**Requirements**
Reproduce the listing with "disc" swapped for "circle" wherever it appears, changing nothing else. Omit the pictures.
..........
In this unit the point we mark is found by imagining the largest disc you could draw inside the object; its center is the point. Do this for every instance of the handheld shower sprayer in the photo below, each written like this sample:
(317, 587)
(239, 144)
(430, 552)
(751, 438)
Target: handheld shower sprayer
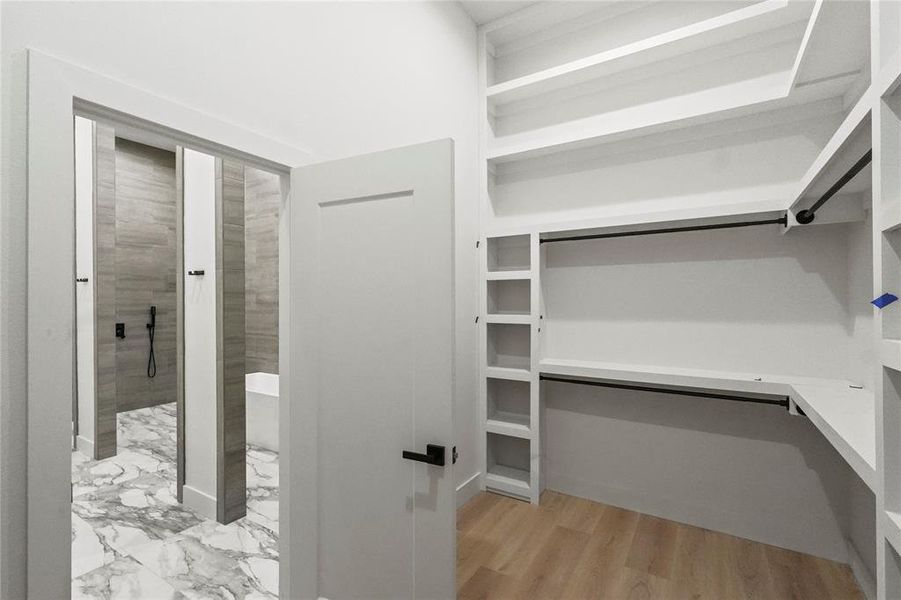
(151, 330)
..........
**Task response**
In this unit the point we mark is found by imagining the largest circle you could draw inside the object; its center is the point. Do this for every instance of the handheld shower sprayer in the photo below, each written like this sample:
(317, 587)
(239, 144)
(430, 552)
(751, 438)
Target: handheld shower sprayer
(151, 330)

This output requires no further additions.